THE TASK: In the data below, copy verbatim the stretch from the line containing "A rule for this batch: each instance of the purple" through the line containing "column 341, row 467", including both of those lines.

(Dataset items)
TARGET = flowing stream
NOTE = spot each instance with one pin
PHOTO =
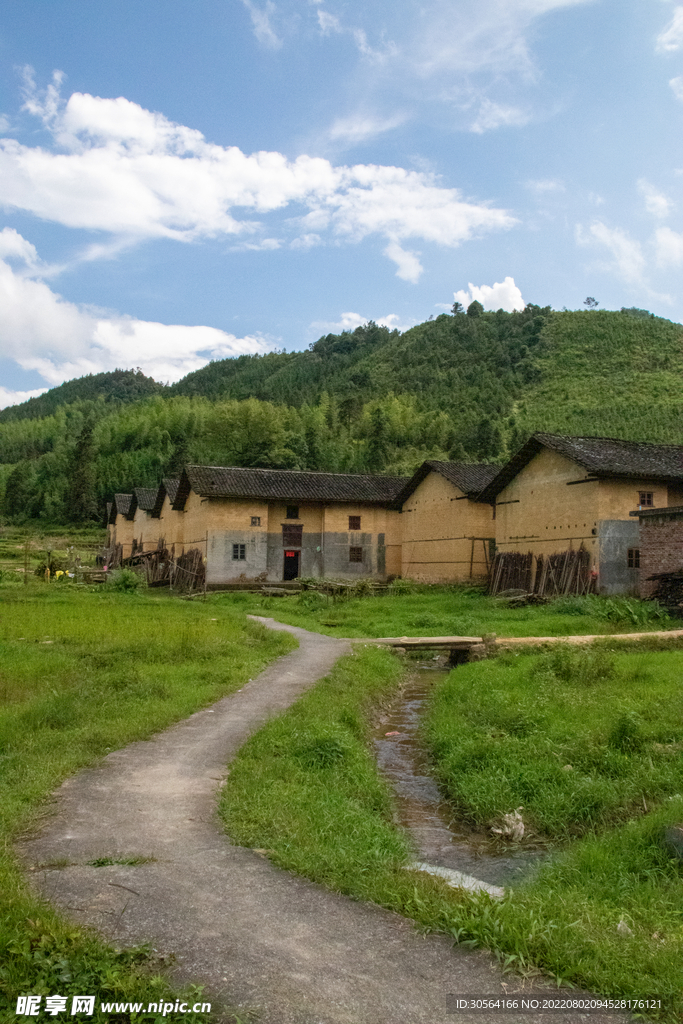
(438, 840)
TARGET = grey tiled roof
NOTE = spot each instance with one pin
(171, 486)
(600, 457)
(287, 484)
(144, 498)
(470, 478)
(168, 485)
(120, 506)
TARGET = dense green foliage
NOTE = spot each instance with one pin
(85, 672)
(462, 387)
(305, 792)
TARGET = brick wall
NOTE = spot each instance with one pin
(660, 549)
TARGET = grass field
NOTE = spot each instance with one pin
(305, 788)
(415, 610)
(84, 671)
(29, 547)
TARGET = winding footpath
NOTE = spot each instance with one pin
(253, 935)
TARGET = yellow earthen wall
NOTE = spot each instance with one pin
(170, 524)
(539, 512)
(145, 530)
(437, 532)
(617, 498)
(123, 535)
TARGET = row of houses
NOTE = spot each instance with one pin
(558, 496)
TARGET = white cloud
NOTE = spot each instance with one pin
(670, 39)
(669, 247)
(349, 322)
(410, 267)
(502, 295)
(42, 332)
(627, 253)
(328, 23)
(260, 18)
(545, 185)
(8, 397)
(655, 202)
(135, 174)
(359, 127)
(492, 116)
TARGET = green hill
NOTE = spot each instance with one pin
(373, 399)
(118, 385)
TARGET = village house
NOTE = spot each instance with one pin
(169, 521)
(660, 545)
(446, 535)
(145, 529)
(559, 494)
(280, 524)
(120, 527)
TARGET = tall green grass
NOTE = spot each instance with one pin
(411, 609)
(582, 738)
(306, 791)
(84, 672)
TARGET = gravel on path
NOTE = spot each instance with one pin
(253, 935)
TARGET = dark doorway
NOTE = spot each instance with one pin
(291, 564)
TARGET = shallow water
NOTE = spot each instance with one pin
(438, 839)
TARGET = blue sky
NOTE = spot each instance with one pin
(187, 180)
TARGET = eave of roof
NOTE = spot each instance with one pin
(287, 484)
(120, 506)
(599, 457)
(470, 478)
(671, 511)
(168, 485)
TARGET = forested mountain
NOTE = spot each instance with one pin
(118, 385)
(468, 386)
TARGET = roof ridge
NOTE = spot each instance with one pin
(600, 437)
(310, 472)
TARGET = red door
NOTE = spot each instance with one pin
(291, 564)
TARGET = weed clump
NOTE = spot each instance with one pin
(583, 738)
(125, 581)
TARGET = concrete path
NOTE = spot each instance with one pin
(255, 936)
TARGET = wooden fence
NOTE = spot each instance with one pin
(563, 572)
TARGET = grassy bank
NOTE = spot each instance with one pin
(83, 672)
(414, 610)
(305, 788)
(582, 738)
(28, 547)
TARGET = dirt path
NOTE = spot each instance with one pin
(253, 935)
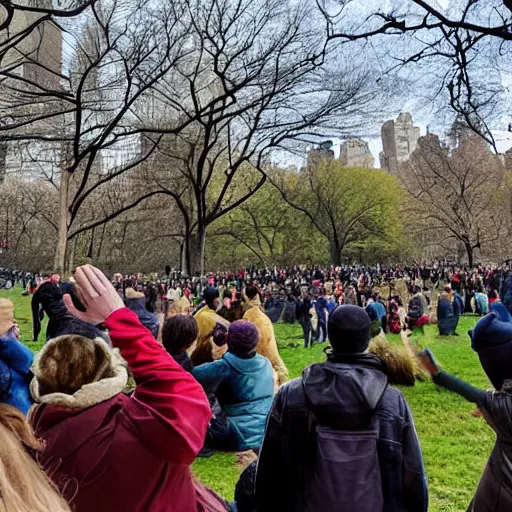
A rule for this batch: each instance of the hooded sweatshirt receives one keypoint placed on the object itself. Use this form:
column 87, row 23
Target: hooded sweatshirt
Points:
column 343, row 393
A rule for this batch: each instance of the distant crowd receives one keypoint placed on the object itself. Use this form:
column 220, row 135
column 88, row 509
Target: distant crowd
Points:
column 139, row 375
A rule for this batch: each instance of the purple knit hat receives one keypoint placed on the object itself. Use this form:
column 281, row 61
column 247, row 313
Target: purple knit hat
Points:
column 243, row 338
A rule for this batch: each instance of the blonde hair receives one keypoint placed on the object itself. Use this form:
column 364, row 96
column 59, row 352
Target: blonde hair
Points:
column 24, row 486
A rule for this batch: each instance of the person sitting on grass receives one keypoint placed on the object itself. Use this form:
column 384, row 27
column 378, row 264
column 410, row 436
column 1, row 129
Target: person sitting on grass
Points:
column 243, row 382
column 267, row 345
column 25, row 486
column 117, row 451
column 491, row 339
column 15, row 361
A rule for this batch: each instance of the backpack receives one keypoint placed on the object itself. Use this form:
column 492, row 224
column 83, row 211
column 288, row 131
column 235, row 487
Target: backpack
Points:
column 341, row 467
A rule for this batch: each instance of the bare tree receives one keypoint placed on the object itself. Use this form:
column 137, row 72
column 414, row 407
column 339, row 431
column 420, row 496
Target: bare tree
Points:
column 95, row 109
column 456, row 189
column 258, row 83
column 463, row 50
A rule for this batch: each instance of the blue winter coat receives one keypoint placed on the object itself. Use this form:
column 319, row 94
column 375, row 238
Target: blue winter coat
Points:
column 147, row 319
column 378, row 308
column 15, row 363
column 506, row 292
column 245, row 390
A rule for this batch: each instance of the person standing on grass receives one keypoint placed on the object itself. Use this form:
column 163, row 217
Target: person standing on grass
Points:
column 105, row 450
column 340, row 438
column 491, row 339
column 267, row 345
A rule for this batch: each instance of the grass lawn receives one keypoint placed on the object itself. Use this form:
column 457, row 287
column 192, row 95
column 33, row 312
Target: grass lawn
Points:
column 455, row 445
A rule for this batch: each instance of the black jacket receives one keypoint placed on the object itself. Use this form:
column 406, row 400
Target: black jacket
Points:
column 341, row 395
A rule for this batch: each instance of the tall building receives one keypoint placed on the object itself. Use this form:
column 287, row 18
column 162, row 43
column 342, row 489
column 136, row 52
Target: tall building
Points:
column 399, row 140
column 37, row 59
column 356, row 153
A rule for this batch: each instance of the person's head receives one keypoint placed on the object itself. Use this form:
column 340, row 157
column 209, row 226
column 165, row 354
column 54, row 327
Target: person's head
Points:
column 25, row 486
column 179, row 334
column 242, row 339
column 349, row 330
column 251, row 292
column 68, row 363
column 6, row 316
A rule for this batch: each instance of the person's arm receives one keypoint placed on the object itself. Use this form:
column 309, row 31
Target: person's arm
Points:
column 414, row 477
column 16, row 355
column 450, row 382
column 175, row 412
column 169, row 410
column 36, row 322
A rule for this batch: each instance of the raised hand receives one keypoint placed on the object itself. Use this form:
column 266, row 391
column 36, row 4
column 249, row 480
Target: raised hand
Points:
column 97, row 295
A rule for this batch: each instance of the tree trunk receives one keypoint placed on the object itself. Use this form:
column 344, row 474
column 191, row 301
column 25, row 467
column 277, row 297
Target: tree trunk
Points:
column 62, row 239
column 335, row 252
column 469, row 252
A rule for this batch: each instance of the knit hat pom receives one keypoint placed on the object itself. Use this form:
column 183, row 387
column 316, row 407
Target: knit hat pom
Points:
column 243, row 337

RESULT BELOW:
A rule for this batch: each instance of the purple knit hat receives one keypoint placed on the object itself. Use this form:
column 281, row 61
column 247, row 313
Target: purple knit hat
Points:
column 243, row 338
A rule for this batch: each instance of the blonde hair receives one keypoint placed on the object itself. Use this form:
column 364, row 96
column 59, row 352
Target: blonde hair
Points:
column 24, row 486
A rule for this batch: each instance of the person sitting on grass receives one keypoint placed on the object itself. Use this form:
column 384, row 27
column 378, row 264
column 410, row 436
column 1, row 129
Target: person sitting on grass
Points:
column 243, row 382
column 267, row 345
column 25, row 486
column 117, row 451
column 491, row 339
column 15, row 361
A rule for this batch: each instance of the backpack receives one keypoint placed on the object itself. Use this form:
column 492, row 224
column 83, row 211
column 288, row 131
column 235, row 487
Target: backpack
Points:
column 341, row 467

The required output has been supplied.